Supplied entries =>
=== Section Start ===

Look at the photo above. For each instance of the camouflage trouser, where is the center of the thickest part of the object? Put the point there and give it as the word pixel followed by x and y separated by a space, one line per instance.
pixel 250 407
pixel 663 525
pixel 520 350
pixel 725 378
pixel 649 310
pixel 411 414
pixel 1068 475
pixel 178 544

=== Section End ===

Problem to work on =>
Every line in the material must be repeated verbatim.

Problem solution =>
Look at the photo above. For each instance of the camouflage trouser, where is the center of the thickest part of the object? Put the point there and give it as the word pixel followed by x and y separated by a space, one line per instance.
pixel 250 407
pixel 663 525
pixel 520 350
pixel 725 378
pixel 649 310
pixel 411 414
pixel 1068 475
pixel 178 544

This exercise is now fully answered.